-- Opening Marker --

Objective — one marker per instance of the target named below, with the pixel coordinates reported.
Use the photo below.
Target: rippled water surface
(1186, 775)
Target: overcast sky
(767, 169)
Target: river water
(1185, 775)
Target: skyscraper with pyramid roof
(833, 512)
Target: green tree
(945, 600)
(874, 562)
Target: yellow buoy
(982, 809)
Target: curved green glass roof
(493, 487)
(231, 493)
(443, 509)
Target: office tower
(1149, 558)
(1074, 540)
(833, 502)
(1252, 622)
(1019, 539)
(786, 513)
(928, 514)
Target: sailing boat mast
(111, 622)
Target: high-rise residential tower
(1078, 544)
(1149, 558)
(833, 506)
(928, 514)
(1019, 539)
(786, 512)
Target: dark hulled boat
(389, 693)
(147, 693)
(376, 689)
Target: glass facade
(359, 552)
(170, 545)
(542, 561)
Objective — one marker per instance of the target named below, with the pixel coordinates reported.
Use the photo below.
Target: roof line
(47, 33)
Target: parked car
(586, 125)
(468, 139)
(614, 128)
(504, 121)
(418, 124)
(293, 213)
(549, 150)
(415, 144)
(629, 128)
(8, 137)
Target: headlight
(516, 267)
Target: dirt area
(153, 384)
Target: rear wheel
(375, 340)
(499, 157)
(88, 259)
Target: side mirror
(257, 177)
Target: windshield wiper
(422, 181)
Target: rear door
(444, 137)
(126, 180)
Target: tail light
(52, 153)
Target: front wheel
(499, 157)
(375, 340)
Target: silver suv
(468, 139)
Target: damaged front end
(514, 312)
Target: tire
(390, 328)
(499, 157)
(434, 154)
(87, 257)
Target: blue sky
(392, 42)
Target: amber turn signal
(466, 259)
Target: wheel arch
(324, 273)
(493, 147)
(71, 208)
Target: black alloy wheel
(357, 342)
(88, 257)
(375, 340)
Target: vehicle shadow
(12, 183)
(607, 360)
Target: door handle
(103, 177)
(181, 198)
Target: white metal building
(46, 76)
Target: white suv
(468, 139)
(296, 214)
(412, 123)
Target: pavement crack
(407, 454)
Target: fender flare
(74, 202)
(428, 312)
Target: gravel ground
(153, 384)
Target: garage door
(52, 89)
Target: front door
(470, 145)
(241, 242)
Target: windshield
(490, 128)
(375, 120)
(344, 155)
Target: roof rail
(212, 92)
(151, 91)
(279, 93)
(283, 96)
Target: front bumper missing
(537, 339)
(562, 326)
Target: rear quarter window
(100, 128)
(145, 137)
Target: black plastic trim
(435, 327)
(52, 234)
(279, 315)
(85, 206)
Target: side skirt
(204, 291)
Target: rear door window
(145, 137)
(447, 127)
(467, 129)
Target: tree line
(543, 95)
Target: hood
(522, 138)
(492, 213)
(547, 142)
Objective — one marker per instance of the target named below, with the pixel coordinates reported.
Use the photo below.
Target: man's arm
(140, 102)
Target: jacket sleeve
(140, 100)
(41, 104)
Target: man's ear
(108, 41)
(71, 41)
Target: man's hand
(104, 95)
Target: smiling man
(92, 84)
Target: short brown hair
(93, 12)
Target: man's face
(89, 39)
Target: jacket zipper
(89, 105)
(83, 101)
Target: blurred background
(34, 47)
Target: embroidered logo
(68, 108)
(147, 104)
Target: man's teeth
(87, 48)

-- Closing Marker --

> ACTIVITY: The full listing has to be duplicated exactly.

> RESULT FOR THIS EXERCISE:
Objective — one marker per instance of the target named below, with the pixel coordinates reported.
Use the photo below.
Target: rippled water surface
(1186, 775)
Target: overcast sky
(767, 169)
Target: river water
(1185, 775)
Target: skyscraper with pyramid roof
(833, 512)
Target: green tree
(945, 600)
(874, 562)
Target: yellow buoy
(982, 809)
Target: curved green glass roof
(493, 487)
(231, 493)
(443, 509)
Target: office tower
(1149, 558)
(1074, 540)
(833, 502)
(1252, 622)
(1019, 539)
(786, 513)
(928, 514)
Target: sailing boat mast
(111, 622)
Target: high-rise residential tower
(1078, 544)
(1149, 558)
(833, 506)
(928, 514)
(1019, 539)
(786, 512)
Target: dark hulled boat
(389, 693)
(147, 693)
(376, 689)
Target: glass facade
(359, 552)
(170, 545)
(542, 561)
Objective — one marker per instance of the target named below, with the pixel coordinates reported.
Use the photo below.
Target: roof line
(47, 33)
Target: parked car
(586, 125)
(468, 139)
(614, 128)
(504, 121)
(418, 124)
(293, 213)
(549, 150)
(415, 144)
(629, 128)
(8, 137)
Target: headlight
(516, 267)
Target: dirt area
(153, 384)
Target: rear wheel
(375, 340)
(499, 157)
(88, 259)
Target: side mirror
(257, 177)
Target: windshield wiper
(422, 181)
Target: rear door
(444, 137)
(126, 180)
Target: tail light
(52, 153)
Target: front wheel
(499, 157)
(375, 340)
Target: silver suv
(468, 139)
Target: damaged front end
(514, 312)
Target: tire
(390, 328)
(499, 157)
(434, 154)
(87, 257)
Target: blue sky
(392, 42)
Target: amber turn signal
(466, 259)
Target: wheel arch
(324, 273)
(493, 147)
(71, 208)
Target: black alloy wheel
(357, 342)
(88, 257)
(375, 340)
Target: vehicle shadow
(12, 183)
(607, 360)
Target: door handle
(103, 177)
(181, 198)
Target: white metal building
(46, 76)
Target: white suv
(468, 139)
(296, 214)
(412, 123)
Target: pavement crack
(407, 454)
Target: fender flare
(74, 202)
(428, 312)
Target: gravel ground
(153, 384)
Target: garage door
(52, 89)
Target: front door
(470, 145)
(241, 242)
Target: windshield
(490, 128)
(375, 120)
(344, 155)
Target: roof rail
(212, 92)
(151, 91)
(279, 93)
(283, 96)
Target: front bumper missing
(537, 339)
(562, 326)
Target: rear quarter window
(100, 128)
(145, 137)
Target: black plastic trim
(435, 327)
(52, 234)
(279, 315)
(85, 206)
Target: side skirt
(204, 291)
Target: rear door window
(145, 137)
(447, 127)
(467, 129)
Target: tree line
(543, 95)
Target: hood
(522, 138)
(492, 213)
(547, 142)
Objective — one marker per instance of the target named below, with the pixel coordinates reported.
Use the photo below.
Target: man's arm
(140, 102)
Target: jacket sleeve
(140, 100)
(41, 104)
Target: man's ear
(108, 41)
(71, 41)
Target: man's hand
(104, 95)
Target: smiling man
(92, 84)
Target: short brown hair
(93, 12)
Target: man's face
(89, 39)
Target: jacket zipper
(89, 105)
(83, 101)
Target: blurred background
(34, 47)
Target: embroidered logo
(68, 108)
(147, 104)
Target: man's teeth
(87, 48)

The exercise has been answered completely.